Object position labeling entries
-- -- --
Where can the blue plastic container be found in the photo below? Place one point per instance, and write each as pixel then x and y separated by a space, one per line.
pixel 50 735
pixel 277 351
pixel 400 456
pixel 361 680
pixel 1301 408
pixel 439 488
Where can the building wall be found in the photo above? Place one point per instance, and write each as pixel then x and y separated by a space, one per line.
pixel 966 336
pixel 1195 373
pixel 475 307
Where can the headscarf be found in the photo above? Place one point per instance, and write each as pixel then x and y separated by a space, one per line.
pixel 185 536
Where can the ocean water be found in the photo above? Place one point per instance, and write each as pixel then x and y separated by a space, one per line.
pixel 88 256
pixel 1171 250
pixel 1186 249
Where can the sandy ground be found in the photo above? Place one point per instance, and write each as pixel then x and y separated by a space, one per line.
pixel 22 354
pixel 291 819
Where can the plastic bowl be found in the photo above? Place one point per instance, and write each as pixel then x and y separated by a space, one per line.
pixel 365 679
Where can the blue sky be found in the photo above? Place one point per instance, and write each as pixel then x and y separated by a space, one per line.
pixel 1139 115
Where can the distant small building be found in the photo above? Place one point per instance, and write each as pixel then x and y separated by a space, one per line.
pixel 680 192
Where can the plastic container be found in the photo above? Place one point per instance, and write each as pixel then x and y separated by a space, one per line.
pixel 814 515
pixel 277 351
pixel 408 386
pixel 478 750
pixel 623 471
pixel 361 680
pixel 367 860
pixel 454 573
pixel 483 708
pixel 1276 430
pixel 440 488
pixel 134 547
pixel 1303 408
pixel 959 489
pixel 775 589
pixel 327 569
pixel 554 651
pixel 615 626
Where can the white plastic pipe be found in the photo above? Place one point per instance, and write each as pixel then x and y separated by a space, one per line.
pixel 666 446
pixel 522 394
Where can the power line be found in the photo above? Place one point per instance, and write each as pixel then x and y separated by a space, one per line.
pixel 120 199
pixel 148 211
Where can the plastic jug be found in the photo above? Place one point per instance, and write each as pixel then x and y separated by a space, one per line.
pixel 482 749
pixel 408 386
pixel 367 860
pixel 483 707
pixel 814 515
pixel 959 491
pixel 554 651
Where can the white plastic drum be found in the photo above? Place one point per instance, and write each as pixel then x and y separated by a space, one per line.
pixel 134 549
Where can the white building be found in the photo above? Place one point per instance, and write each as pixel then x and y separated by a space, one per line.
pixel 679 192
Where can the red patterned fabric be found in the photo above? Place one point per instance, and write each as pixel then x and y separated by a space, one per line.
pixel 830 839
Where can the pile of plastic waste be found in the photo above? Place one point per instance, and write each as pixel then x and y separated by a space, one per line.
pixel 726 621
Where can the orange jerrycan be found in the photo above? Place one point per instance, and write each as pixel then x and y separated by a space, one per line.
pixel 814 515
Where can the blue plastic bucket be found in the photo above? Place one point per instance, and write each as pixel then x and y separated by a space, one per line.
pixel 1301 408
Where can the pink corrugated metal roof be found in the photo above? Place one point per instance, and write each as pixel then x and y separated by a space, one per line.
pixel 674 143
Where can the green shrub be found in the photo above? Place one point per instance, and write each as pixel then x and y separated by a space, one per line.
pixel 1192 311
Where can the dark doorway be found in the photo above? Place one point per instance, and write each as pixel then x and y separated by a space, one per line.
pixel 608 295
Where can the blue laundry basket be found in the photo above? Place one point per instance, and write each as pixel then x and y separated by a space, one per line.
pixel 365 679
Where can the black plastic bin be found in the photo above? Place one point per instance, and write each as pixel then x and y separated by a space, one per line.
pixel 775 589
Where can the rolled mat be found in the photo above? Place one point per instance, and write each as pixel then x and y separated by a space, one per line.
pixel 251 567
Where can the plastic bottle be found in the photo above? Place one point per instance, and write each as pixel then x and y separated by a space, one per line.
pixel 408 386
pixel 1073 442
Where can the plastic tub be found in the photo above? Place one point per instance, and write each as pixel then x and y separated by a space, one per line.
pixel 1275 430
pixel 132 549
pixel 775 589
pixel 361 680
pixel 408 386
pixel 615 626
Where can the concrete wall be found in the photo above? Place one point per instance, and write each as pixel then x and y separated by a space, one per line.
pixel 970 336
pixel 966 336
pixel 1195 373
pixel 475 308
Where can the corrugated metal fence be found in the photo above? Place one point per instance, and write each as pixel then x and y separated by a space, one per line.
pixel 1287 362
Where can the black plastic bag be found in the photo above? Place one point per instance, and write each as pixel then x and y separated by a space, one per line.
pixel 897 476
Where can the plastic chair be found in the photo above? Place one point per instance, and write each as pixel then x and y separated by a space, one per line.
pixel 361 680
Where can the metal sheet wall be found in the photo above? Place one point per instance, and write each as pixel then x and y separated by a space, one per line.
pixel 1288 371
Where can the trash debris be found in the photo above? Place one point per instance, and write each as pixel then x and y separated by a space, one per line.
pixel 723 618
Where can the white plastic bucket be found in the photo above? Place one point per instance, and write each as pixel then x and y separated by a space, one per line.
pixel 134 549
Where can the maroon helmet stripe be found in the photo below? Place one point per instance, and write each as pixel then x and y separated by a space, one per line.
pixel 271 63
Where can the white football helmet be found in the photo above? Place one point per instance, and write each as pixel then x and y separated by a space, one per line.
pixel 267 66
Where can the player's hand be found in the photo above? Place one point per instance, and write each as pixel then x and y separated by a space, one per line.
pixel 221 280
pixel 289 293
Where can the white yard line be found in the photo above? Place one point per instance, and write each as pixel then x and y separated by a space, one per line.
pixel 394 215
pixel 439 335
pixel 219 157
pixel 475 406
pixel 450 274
-- -- --
▶ EXERCISE AIM: Copy out the entries again word for word, from the line containing "Where can the player's" through the end of the entries, with both ends included.

▶ RESULT FOR THIS EXERCISE:
Where can the player's hand be found in the photo above? Place one point per instance, and write each as pixel then x and y separated by a space, one per line.
pixel 221 280
pixel 289 293
Where can the white yard line be found in the photo above? Place one point per instance, and write each as pixel then x and y separated by a space, one per line.
pixel 394 215
pixel 439 335
pixel 219 157
pixel 475 406
pixel 450 274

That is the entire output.